**TASK OBJECTIVE**
Please return the full listing below without altering anything.

**SUPPLIED ENTRIES**
■ ■ ■
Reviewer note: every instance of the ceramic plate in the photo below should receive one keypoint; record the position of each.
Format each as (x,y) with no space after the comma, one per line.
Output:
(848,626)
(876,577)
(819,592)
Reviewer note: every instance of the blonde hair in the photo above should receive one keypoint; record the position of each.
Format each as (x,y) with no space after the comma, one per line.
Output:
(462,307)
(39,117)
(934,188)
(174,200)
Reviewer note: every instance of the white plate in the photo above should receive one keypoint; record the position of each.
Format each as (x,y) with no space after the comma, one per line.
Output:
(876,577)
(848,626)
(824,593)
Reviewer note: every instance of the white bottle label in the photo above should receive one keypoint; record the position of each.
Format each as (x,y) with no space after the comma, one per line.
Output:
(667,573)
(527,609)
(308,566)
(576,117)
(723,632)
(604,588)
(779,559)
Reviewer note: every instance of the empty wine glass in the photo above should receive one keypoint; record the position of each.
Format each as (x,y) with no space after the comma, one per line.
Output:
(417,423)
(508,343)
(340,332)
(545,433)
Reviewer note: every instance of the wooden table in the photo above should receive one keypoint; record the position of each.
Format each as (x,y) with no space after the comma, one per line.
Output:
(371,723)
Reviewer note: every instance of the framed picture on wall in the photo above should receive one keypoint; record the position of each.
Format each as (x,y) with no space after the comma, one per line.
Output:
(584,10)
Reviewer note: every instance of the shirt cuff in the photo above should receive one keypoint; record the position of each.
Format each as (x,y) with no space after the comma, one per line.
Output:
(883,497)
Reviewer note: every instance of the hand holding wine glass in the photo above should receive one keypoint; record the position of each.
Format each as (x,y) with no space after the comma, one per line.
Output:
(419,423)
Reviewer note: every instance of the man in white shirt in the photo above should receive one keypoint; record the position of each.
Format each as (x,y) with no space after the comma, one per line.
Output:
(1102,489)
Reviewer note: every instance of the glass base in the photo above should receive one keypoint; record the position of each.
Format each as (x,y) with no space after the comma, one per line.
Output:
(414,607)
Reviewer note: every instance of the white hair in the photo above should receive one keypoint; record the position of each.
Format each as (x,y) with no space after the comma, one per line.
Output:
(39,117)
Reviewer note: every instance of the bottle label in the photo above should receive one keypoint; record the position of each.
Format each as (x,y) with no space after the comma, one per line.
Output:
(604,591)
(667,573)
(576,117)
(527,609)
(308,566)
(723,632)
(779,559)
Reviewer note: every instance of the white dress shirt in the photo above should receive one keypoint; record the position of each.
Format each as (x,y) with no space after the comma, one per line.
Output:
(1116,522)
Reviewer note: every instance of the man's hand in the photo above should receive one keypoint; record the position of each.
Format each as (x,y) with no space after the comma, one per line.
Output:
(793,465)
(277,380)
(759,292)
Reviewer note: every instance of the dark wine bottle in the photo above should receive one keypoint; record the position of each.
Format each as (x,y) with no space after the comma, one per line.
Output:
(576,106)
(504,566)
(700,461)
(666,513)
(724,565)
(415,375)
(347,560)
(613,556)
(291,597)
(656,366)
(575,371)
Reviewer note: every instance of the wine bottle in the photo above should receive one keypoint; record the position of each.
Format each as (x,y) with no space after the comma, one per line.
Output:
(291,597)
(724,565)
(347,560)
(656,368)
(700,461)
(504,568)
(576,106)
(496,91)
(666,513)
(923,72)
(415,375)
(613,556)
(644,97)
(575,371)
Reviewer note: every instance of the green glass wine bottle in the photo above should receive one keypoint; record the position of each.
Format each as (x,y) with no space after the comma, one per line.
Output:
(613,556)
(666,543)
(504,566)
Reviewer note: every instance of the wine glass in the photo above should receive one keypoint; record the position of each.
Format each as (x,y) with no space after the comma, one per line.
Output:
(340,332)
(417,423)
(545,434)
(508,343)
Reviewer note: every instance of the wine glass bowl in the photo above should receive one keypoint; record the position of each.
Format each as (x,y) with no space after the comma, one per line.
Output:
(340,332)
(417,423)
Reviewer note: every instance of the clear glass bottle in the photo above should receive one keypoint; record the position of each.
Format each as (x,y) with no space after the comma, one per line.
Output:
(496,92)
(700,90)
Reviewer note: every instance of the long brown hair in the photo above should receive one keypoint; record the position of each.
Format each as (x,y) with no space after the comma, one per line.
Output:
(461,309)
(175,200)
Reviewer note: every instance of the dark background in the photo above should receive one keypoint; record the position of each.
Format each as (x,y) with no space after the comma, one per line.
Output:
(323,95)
■ ■ ■
**SOLUTION**
Reviewer note: every instance of the ceramic plate in the photo below should receive one keypoint; record the position of each.
Format each as (x,y) with no space after the comma, one per line.
Output:
(848,626)
(876,577)
(819,592)
Reviewer note: every instance of the blonde hair in the photo above should receive one keypoint; record the position of each.
Format each as (x,y) with no space after the comma, one per line.
Output:
(462,307)
(39,117)
(934,188)
(174,200)
Reviewer note: every instance of the white plate in the photo above should receive one keypoint; record the position of each.
Format each as (x,y) with no space after the comma, one per line.
Output:
(876,577)
(848,626)
(824,593)
Reviewer note: every instance of the white bottle label in the photo above should receive one keypoint; record the position of each.
Format each as (x,y) with no space after the comma, one per line.
Output:
(667,573)
(527,609)
(308,566)
(576,117)
(723,632)
(604,588)
(779,559)
Reviewer note: every instance of the empty wine glass in the photo above should receive one keypoint; record the position of each.
Format each as (x,y) with no space after the comma, one per line.
Output:
(417,423)
(508,343)
(340,332)
(545,433)
Reviewer note: every instance of the wooden table in the photo above should receive one keypoint; record the position of each.
Format each as (x,y) with no space after the comma, one per line.
Output:
(371,723)
Reviewer note: every instance of the framed picture on wall in the photo above should receive one keypoint; record the position of each.
Format each as (x,y) with no space after the comma, one per line.
Output:
(584,10)
Reviewer note: every instance of the shirt cuff in the photo above should receive one keypoint; record the position of each.
Format each as (x,y) with no space after the comma, one per line.
Output:
(883,497)
Reviewer note: every instance of the hand holding wine glass in the photo above should receive one keypoint; record the position of each.
Format each as (x,y) with no space after the comma, one per line.
Output:
(419,423)
Reviewer note: every instance of the man in white shirt in the photo above should receive one keypoint; record the position of each.
Format each as (x,y) with no space after the comma, one per line.
Output:
(1102,489)
Reviewer note: every instance of the glass base in the photo above should receive one keypoint; record the position of each.
Format each as (x,y) with no space after the comma, one per line.
Output:
(414,607)
Reviewer note: every instance of the white hair in the photo above should receive one keypoint; record the position of each.
Format each as (x,y) with no space after the comma, one per line.
Output:
(39,117)
Reviewer note: every instance of the bottle label in the photo above should receive one keypoint; record the position of each.
Format each as (x,y) with no space after the comma, one per line.
Output:
(604,591)
(667,573)
(576,117)
(527,609)
(308,566)
(723,632)
(779,559)
Reviewer note: every instance of the white dress shirt in the photo above should receive one keypoint; record the position of each.
Format each as (x,y) with no space after the comma, one per line.
Output:
(1116,522)
Reviewer note: every instance of the man's hand in the photo above should receive one keypoint; record the position of each.
Format each as (x,y) with no space after the comma, one per line.
Output:
(793,465)
(277,380)
(759,292)
Reviewer note: every instance of the dark wine bottle in the photo above should receive one keypoint; record the position of each.
Format each as (x,y) with no space after the comma, one per line.
Output:
(576,106)
(504,566)
(700,461)
(666,513)
(724,565)
(415,375)
(347,560)
(613,556)
(291,597)
(656,366)
(575,371)
Reviewer note: every instance of the wine bottle in the photo above should receive one keypoint; record the position of each.
Format each as (x,y) with no space after the comma, one per line.
Output:
(291,597)
(724,565)
(347,560)
(656,368)
(700,461)
(504,568)
(576,106)
(496,91)
(666,513)
(923,72)
(415,375)
(613,556)
(644,97)
(575,371)
Reviewer note: every instance of the green glass wine bottle in the photo above should receive one keypoint; record the position of each.
Format each as (x,y) with no space after the comma, one per line.
Output:
(613,556)
(666,543)
(504,566)
Reviewer note: every instance of the wine glass in the photo above should receive one keypoint; record the position of each.
Format each as (x,y) with no space after the comma, one per line.
Output:
(340,332)
(417,423)
(545,434)
(508,343)
Reviewer note: every instance of the wine glass bowl in the photo above should receive one keypoint; record the position of each.
Format each as (x,y) with no space after the comma, one per line.
Output:
(340,332)
(417,423)
Reviewer note: every instance of the clear glass bottle in the photo above should receive one keypoint; record the position of each.
Format each as (x,y) with no space after the comma, one per line.
Output:
(496,92)
(700,90)
Reviewer note: every instance of the long brown hair in the photo above should receive one keypoint; record the position of each.
Format each as (x,y) with no space after the comma, one per line.
Output:
(461,309)
(175,200)
Reviewer note: every instance of the dark background in the photo above should receive one keypoint; record the position of each.
Format each as (x,y) with no space after the comma, one per line.
Output:
(323,95)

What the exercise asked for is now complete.